Non-myeloablative stem cell transplantation for the treatment of cancer and life-threatening non-malignant disorders; past accomplishments and future goals

http://www.ncbi.nlm.nih.gov/entrez/query.fcgi?cmd=Retrieve&db=PubMed&list_uids=12350051&dopt=Abstract

Transfus Apheresis Sci 2002 Oct;27(2):159-66
Slavin S, Aker M, Shapira MY, Panigrahi S, Gabriel C, Or R.
Department of Bone Marrow Transplantation & Cancer Immunotherapy, Hadassah University Hospital, Jerusalem, Israel. slavin@huji.ac.il

Allogeneic bone marrow or blood stem cell transplantation (BMT) represents an important therapeutic tool for treatment of otherwise incurable malignant and non-malignant diseases.

Until recently, autologous and allogeneic bone marrow or mobilized blood stem cells transplantation were used primarily to replace malignant, genetically abnormal or deficient immunohematopoietic compartment and therefore, highly toxic myeloablative regimen were considered mandatory for more effective eradication of all undesirable host-derived hematopoietic elements.

Our preclinical and ongoing clinical studies indicated that much more effective eradication of host immunohematopoietic system cells could be achieved by adoptive allogeneic cell therapy with donor lymphocyte infusion following BMT.

Thus, eradication of blood cancer cells, especially in patients with CML and less frequently in patients with other hematologic malignancies, could be frequently accomplished despite complete resistance of such tumor cells to maximally tolerated doses of chemoradiotherapy.

Our cumulative experience suggested that graft versus leukemia (GVL) effects might be a useful tool for eradication of otherwise resistant tumor cells of host origin.

Based on the cumulative clinical experience and experimental data in animal models of human diseases it appears that induction of host versus graft tolerance as step one, may allow durable engraftment of donor immunocompetent lymphocytes, which may be used for induction of effective biologic warfare against host-type immunohematopoietic cells that need to be replaced, malignant, genetically abnormal or self-reactive alike.

Based on the aforementioned rationale, we speculated that the therapeutic benefit of BMT may be improved by using a safer conditioning as part of the transplant procedure, with the goal in mind to induce host versus graft tolerance to enable subsequent induction of GVL, possibly graft versus tumor or even graft versus autoimmunity effects, rather than attempt to eliminate host cells with hazardous myeloablative chemoradiotherapy.

The latter hypothesis suggested that effective BMT procedure may be accomplished without lethal conditioning of the host, using new well tolerated non-myeloablative regimen, thus possibly minimizing immediate and late side effects related to myeloablative procedures considered until recently mandatory for conditioning of BMT recipients.

Recent clinical data that will be presented suggests that effective BMT procedures may be accomplished with well-tolerated non-myeloablative stem cell transplantation (NST) regimen, with no major toxicity.

Thus, new NST approaches may offer the feasibility of safer BMT procedure for a large spectrum of clinical indications in children and elderly individuals without lower or upper age limit, while minimizing procedure-related toxicity and mortality.

Taken together, our cumulative data suggest that high dose chemotherapy and radiation therapy may be successively replaced by a more effective biologic tool, alloreactive donor lymphocytes, thus setting the stage for innovative therapeutic procedures for safer and more effective treatment of patients in need of BMT.

• SUPPLIED ENTRIES:
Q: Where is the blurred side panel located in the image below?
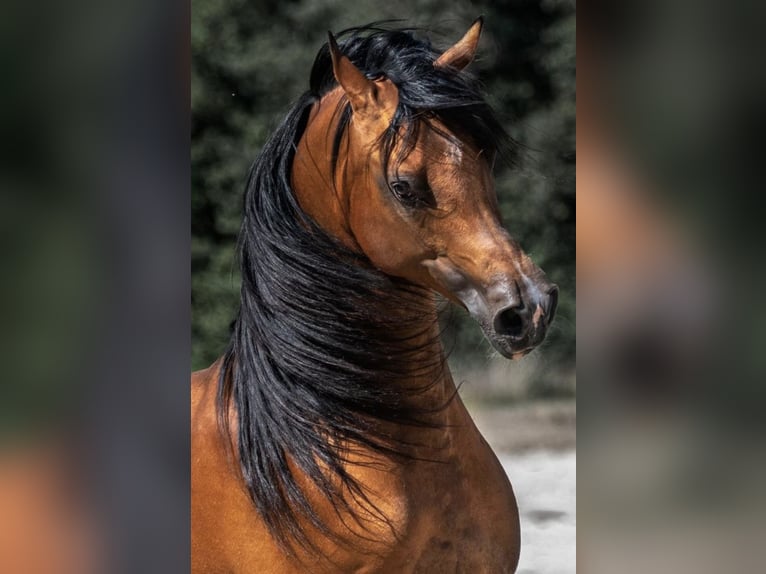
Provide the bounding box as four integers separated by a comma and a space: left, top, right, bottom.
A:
0, 0, 190, 573
577, 0, 766, 574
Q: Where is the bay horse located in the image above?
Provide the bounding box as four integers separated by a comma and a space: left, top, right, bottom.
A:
191, 19, 557, 574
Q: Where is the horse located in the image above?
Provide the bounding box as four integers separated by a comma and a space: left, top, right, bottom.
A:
191, 19, 558, 574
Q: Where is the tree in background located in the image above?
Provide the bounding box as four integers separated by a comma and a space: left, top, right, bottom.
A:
191, 0, 575, 394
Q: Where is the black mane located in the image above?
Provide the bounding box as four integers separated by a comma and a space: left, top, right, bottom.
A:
218, 25, 508, 560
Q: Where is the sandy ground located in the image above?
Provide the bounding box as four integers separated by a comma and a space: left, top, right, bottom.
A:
468, 401, 576, 574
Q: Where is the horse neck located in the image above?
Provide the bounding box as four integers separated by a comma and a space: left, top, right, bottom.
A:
292, 89, 455, 434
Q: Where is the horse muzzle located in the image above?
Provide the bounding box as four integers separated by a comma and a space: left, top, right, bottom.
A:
426, 258, 559, 359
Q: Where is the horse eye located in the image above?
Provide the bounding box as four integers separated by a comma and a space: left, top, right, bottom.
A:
388, 179, 423, 207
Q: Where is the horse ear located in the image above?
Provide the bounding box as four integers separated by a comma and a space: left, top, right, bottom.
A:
327, 32, 376, 112
434, 16, 484, 70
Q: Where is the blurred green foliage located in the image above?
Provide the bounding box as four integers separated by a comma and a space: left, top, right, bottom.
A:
191, 0, 575, 388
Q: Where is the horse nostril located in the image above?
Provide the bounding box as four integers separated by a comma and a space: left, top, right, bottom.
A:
545, 285, 559, 325
494, 307, 524, 338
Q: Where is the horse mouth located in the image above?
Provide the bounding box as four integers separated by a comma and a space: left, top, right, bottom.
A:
482, 325, 545, 361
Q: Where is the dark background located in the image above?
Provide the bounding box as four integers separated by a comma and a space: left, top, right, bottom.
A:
191, 0, 575, 392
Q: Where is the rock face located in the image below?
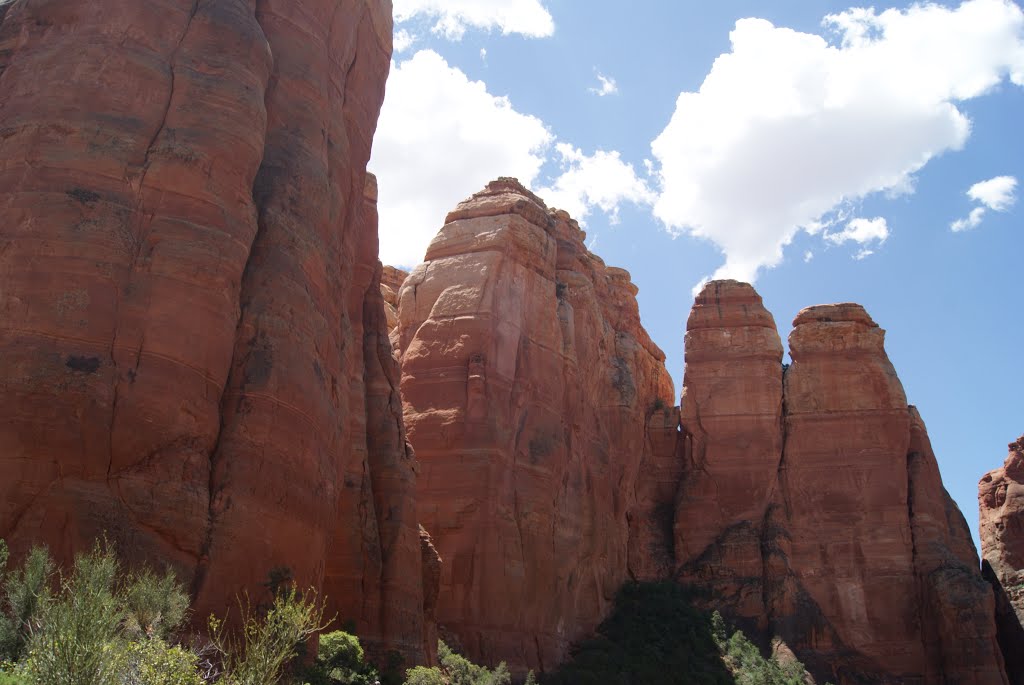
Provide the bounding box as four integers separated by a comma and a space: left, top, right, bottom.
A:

• PROMPT 1: Reproduce the part of the transplantation abstract between "Recent clinical data" and "toxicity and mortality.", inclusive.
• PROMPT 2: Decide whether each statement agrees with the transplantation abstract, answering yes or no and quoting the words that decide it: (a) Until recently, myeloablative regimens were considered mandatory. (b) The new NST approaches are restricted to patients below an upper age limit. (c) Eradication of blood cancer cells was accomplished most often in patients with CML.
• PROMPT 3: According to the transplantation abstract, what step one may allow durable engraftment of donor immunocompetent lymphocytes?
The records come from a separate source.

• REPLY 1:
Recent clinical data that will be presented suggests that effective BMT procedures may be accomplished with well-tolerated non-myeloablative stem cell transplantation (NST) regimen, with no major toxicity.

Thus, new NST approaches may offer the feasibility of safer BMT procedure for a large spectrum of clinical indications in children and elderly individuals without lower or upper age limit, while minimizing procedure-related toxicity and mortality.

• REPLY 2:
(a) Yes: "highly toxic myeloablative regimen were considered mandatory for more effective eradication of all undesirable host-derived hematopoietic elements"
(b) No: "in children and elderly individuals without lower or upper age limit"
(c) Yes: "especially in patients with CML and less frequently in patients with other hematologic malignancies"

• REPLY 3: Induction of host versus graft tolerance.